-- RECORD LIST start --

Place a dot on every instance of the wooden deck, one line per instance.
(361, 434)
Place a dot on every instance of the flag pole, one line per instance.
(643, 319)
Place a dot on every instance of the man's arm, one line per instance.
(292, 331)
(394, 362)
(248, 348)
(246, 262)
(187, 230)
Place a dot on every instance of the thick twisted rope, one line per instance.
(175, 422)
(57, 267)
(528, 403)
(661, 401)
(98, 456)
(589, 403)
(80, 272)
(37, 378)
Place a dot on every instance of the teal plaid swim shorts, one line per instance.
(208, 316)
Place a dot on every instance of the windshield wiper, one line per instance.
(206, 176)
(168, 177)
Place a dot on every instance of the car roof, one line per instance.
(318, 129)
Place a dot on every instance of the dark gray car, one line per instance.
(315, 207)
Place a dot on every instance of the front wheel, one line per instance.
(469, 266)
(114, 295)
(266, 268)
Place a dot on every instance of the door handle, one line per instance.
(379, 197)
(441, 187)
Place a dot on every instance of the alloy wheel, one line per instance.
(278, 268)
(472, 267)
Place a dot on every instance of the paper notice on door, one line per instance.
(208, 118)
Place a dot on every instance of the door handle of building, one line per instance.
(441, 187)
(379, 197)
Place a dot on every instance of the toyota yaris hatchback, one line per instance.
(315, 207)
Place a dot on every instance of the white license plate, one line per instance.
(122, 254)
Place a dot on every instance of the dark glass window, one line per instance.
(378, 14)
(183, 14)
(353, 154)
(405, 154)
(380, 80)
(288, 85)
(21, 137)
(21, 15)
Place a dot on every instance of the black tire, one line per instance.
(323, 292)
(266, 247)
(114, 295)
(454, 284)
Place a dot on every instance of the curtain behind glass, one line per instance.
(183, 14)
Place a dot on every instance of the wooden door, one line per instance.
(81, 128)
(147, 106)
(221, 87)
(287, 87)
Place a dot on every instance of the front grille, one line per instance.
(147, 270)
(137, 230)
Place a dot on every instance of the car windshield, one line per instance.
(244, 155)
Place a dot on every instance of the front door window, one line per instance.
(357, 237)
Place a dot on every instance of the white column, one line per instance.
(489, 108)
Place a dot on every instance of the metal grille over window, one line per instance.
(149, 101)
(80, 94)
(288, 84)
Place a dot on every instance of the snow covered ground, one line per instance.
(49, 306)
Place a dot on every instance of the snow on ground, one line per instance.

-- RECORD LIST end --

**GIVEN INSTRUCTION:**
The records above must be output exactly, in full.

**REPLY TO THE EXERCISE:**
Place a dot on every instance of the wooden deck, one line per instance.
(361, 434)
Place a dot on every instance of the flag pole, one line per instance.
(643, 319)
Place a dot on every instance of the man's arm, one line per instance.
(292, 331)
(394, 362)
(248, 348)
(246, 262)
(187, 230)
Place a dot on every instance of the thick twisted rope, one line per instance.
(175, 422)
(57, 267)
(528, 403)
(661, 401)
(98, 456)
(589, 403)
(80, 272)
(37, 378)
Place a dot on every instance of the teal plaid swim shorts, one line per instance.
(208, 316)
Place a dot on every instance of the windshield wiper, one line per instance.
(206, 176)
(168, 177)
Place a dot on every instance of the car roof, one line per instance.
(318, 129)
Place a dot on every instance of the dark gray car, one line per instance.
(315, 207)
Place a dot on every instance of the front wheel, one line per instance.
(469, 266)
(114, 295)
(266, 268)
Place a dot on every instance of the door handle, one line per instance.
(379, 197)
(441, 187)
Place a dot on every instance of the alloy wheel, one line per instance.
(278, 268)
(472, 267)
Place a dot on every instance of the paper notice on door, one line per instance.
(208, 118)
Place a dot on every instance of the door handle of building, one line per instance.
(441, 187)
(379, 197)
Place a dot on every instance of the toyota yaris hatchback, one line per instance.
(315, 207)
Place a dot on every instance of the white license plate, one line per instance.
(122, 254)
Place a dot on every instance of the dark glass window, one line per instance.
(378, 14)
(183, 14)
(353, 154)
(405, 154)
(380, 80)
(288, 85)
(21, 137)
(21, 15)
Place a dot on every instance of the black tire, one line per instance.
(323, 292)
(266, 247)
(114, 295)
(454, 284)
Place a dot on every instance of the curtain behind glass, one line per instance.
(183, 14)
Place a dot on every instance of the wooden door, one line per instance.
(81, 128)
(147, 106)
(221, 87)
(287, 87)
Place a dot on every instance of the front grille, one line per instance.
(147, 270)
(137, 230)
Place a dot on every instance of the car windshield, one line per instance.
(244, 155)
Place a dot on every instance of the front door window, one line per instance.
(357, 237)
Place a dot on every instance of the white column, one line per instance.
(489, 108)
Place a dot on every instance of the metal grille over window, one line per instance.
(149, 101)
(80, 94)
(288, 84)
Place a dot on every instance of the snow covered ground, one line per instance.
(49, 306)
Place a dot on every instance of the snow on ground, one line per instance.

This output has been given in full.